> Aufgabe 1
Tausche in den Zeilen aus dem Datensatz „photo“ gegen „image“ aus, und zwar nur in dem Teil, der mit der Zeile mit „Spot the man's fingers“ beginnt und mit der Zeile mit „[[97, 257], [258, 219]]“ endet. Gib nur diesen Teil mit sonst unverändertem Wortlaut wieder und lass die Bilder weg.

> Quellenauszug
┄┄┄┄┄┄┄┄┄┄

Wer in einen Mahnbescheidsantrag bewusst falsche Angaben einträgt, kann sich strafbar machen. Das Oberlandesgericht Celle bestätigte die Verurteilung eines Mannes wegen versuchten Betrugs. Der Betreffende hatte Forderungen aus “Schuldanerkenntnis” geltend gemacht, obwohl es diese Anerkenntnisse gar nicht gab – ebenso wenig wie die angeblichen Forderungen selbst.
Dabei hatte der Mann sogar einen Schuldner, nämlich seinen Kunden. Dieser Kunde stand bei ihm wegen 11.590 Euro in der Kreide. Dummerweise hatte der Kunde aber die eidesstattliche Versicherung abgegeben und galt somit als zahlungsunfähig. Der Gläubiger verlangte das Geld nun, ohne jede Rechtsgrundlage, von der Lebensgefährtin und den Eltern seines Kunden und beantragte schließlich die Mahnbescheide. Weil das Verfahren weitgehend automatisiert und ohne Sachprüfung abläuft, hat das Amtsgericht die Mahnbescheide auch erlassen.
Das Oberlandesgericht Celle geht mit seiner Einschätzung neue Wege. Bislang war eher die Einschätzung anzutreffen, dass das Mahngericht die Angaben nur auf Plausibiliät prüft, sich aber keine Gedanken über die Forderung an sich macht. Weil der zuständige Rechtspfleger am Amtsgericht den Antrag entweder gar nicht sieht oder jedenfalls zulässige Angaben wie “Schuldanerkenntnis” sachlich nicht überprüft, könne er auch nicht irren. Mangels Irrtum ist ein Betrug aber nicht möglich.

┄┄┄┄┄┄┄┄┄┄

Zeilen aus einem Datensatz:

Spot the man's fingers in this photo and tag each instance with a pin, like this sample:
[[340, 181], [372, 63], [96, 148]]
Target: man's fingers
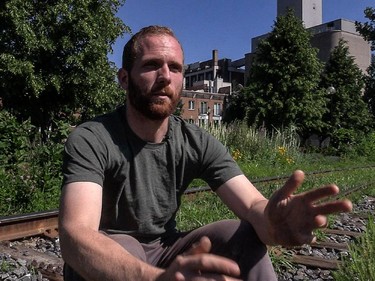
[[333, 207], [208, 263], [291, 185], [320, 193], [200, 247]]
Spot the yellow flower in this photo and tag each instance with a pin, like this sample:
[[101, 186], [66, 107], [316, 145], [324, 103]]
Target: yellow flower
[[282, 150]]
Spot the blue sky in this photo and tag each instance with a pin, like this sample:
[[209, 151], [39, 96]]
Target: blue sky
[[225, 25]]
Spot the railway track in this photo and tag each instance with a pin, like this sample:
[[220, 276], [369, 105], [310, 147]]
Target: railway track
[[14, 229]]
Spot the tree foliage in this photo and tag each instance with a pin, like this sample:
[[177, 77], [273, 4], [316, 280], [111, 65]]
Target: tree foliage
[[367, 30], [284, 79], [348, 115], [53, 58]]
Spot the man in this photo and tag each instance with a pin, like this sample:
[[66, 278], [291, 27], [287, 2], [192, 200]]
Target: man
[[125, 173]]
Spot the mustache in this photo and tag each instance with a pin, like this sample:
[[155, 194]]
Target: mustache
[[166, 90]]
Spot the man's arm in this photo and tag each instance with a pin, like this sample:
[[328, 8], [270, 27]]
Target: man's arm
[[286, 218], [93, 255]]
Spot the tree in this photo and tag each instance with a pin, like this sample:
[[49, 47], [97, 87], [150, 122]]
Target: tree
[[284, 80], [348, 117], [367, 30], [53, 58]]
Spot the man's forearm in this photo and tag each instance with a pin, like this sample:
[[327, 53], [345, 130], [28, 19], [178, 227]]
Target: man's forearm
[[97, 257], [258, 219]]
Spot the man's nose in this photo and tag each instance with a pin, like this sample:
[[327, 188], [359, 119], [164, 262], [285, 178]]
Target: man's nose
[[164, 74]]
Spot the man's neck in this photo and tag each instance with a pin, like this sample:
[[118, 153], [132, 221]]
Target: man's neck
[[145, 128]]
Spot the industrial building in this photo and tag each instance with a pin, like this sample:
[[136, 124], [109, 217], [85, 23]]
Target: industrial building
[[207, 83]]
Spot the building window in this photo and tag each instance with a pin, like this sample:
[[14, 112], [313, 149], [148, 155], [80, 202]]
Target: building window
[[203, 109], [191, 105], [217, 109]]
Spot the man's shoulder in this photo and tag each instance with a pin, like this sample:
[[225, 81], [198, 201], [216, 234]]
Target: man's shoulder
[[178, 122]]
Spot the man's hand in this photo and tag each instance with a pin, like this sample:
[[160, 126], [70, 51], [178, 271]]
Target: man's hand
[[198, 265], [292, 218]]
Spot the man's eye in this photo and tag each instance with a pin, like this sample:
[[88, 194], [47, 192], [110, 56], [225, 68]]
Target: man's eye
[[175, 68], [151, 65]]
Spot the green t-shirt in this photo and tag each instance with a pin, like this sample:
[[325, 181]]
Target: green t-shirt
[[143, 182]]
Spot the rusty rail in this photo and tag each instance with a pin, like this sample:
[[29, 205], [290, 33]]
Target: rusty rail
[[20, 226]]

┄┄┄┄┄┄┄┄┄┄

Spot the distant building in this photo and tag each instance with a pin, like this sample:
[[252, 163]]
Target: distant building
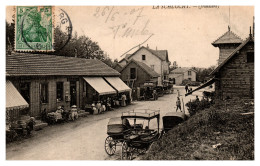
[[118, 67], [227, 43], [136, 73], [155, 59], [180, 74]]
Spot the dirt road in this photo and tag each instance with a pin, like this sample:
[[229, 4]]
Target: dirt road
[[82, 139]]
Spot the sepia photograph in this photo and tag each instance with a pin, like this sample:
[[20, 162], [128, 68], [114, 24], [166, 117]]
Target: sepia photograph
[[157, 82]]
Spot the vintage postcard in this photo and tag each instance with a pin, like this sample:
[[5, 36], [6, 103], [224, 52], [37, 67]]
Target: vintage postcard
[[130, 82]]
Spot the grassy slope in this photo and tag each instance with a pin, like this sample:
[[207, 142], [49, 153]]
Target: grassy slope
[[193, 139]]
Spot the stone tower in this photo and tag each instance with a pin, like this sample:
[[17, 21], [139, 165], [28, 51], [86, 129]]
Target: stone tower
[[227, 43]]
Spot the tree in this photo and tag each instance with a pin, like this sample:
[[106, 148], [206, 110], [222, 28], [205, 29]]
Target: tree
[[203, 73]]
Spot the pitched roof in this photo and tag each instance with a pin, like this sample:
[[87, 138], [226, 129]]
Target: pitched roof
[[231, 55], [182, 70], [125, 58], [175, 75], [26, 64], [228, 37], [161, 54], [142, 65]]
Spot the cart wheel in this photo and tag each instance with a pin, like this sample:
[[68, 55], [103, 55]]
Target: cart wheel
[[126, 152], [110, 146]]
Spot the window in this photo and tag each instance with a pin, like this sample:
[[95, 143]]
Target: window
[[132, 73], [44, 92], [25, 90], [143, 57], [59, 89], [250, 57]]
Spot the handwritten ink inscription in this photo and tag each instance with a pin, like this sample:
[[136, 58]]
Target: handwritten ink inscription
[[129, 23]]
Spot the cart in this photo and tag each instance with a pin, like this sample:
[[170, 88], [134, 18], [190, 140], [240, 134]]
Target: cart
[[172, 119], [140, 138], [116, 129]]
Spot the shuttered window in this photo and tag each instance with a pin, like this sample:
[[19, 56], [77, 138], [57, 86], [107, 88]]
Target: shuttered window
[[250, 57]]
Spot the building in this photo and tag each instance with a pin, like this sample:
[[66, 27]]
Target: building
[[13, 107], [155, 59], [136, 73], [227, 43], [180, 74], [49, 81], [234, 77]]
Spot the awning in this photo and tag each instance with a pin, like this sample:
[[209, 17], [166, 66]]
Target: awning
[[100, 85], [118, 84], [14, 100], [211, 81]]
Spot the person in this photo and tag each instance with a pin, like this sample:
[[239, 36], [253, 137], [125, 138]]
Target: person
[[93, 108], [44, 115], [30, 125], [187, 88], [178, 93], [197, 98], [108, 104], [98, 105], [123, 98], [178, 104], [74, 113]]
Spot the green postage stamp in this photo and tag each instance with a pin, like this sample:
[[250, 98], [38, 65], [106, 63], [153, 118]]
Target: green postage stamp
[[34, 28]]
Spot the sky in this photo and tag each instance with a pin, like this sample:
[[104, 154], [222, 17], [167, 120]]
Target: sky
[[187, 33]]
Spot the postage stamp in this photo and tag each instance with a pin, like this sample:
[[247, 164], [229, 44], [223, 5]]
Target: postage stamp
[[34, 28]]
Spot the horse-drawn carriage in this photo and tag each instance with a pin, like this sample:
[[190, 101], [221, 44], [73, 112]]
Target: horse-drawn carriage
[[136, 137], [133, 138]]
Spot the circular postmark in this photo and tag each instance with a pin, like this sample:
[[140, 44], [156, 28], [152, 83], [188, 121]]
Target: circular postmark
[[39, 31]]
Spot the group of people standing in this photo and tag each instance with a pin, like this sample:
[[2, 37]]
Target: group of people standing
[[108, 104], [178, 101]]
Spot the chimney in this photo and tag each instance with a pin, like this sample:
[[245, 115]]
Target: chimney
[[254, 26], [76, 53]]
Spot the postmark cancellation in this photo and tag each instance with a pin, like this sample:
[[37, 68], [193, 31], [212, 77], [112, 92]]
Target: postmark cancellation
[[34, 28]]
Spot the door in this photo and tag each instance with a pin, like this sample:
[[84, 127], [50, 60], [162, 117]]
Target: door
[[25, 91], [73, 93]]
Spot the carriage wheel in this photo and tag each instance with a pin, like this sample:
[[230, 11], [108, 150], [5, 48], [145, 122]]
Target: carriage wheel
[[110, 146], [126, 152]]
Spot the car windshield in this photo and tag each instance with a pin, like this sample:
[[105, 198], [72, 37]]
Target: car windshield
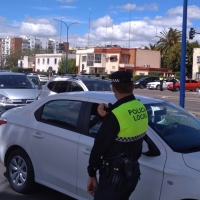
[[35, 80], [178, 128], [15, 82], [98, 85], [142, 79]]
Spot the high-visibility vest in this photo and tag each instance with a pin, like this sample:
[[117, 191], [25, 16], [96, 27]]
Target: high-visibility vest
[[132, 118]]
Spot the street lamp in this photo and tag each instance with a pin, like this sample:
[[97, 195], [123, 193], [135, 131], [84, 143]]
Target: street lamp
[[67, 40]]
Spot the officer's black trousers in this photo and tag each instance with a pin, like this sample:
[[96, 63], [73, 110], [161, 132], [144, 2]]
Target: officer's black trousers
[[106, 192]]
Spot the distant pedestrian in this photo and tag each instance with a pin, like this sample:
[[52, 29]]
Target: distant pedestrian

┄┄┄┄┄┄┄┄┄┄

> Aufgabe 2
Gib aus dem Quellenauszug wortgetreu den Teil aus, der mit den Worten „Dabei hatte der“ beginnt und mit „Mahnbescheide auch erlassen.“ endet.

> Endgültige Antwort 1
Spot the man's fingers in this image and tag each instance with a pin, like this sample:
[[340, 181], [372, 63], [96, 148]]
Target: man's fingers
[[333, 207], [208, 263], [291, 185], [320, 193], [200, 247]]
Spot the yellow flower in this image and tag each instance with a pin, like this sample:
[[101, 186], [66, 107], [316, 145], [324, 103]]
Target: yellow flower
[[282, 150]]
Spot the blue sky in this image and tag each instance with a pin, like this sample:
[[209, 151], [39, 96]]
Target: blue sky
[[225, 25]]
Spot the railway track in this image and tag each instance with a pin, like this sample:
[[220, 276], [369, 105], [310, 147]]
Target: railway track
[[14, 229]]
Spot the tree foliage in this image and tag each instance with a pin, like this sample:
[[177, 77], [273, 4], [316, 280], [111, 65]]
Target: tree foliage
[[367, 30], [284, 79], [348, 115], [53, 58]]
Spot the man in this image and tag each instance with a pin, like this sample:
[[66, 278], [291, 27], [287, 2], [192, 200]]
Target: man
[[125, 173]]
Spot the mustache in this image and tag each instance with a pin, like this sample:
[[155, 194]]
Target: mustache
[[166, 90]]
Spot the man's arm in this image and tag each instance with a pin, like this sample:
[[328, 8], [270, 27]]
Target: man's arm
[[286, 218], [93, 255]]
Spot the tree in this image and tag each instance with a pin, like this sample:
[[49, 47], [97, 87], [150, 122]]
Target: tree
[[284, 80], [348, 117], [367, 30], [53, 58]]
Spot the man's forearm in this image and tag each instance with a pin, like this sample:
[[327, 53], [345, 130], [28, 19], [178, 227]]
Target: man's forearm
[[97, 257], [258, 219]]

> Endgültige Antwort 2
Dabei hatte der Mann sogar einen Schuldner, nämlich seinen Kunden. Dieser Kunde stand bei ihm wegen 11.590 Euro in der Kreide. Dummerweise hatte der Kunde aber die eidesstattliche Versicherung abgegeben und galt somit als zahlungsunfähig. Der Gläubiger verlangte das Geld nun, ohne jede Rechtsgrundlage, von der Lebensgefährtin und den Eltern seines Kunden und beantragte schließlich die Mahnbescheide. Weil das Verfahren weitgehend automatisiert und ohne Sachprüfung abläuft, hat das Amtsgericht die Mahnbescheide auch erlassen.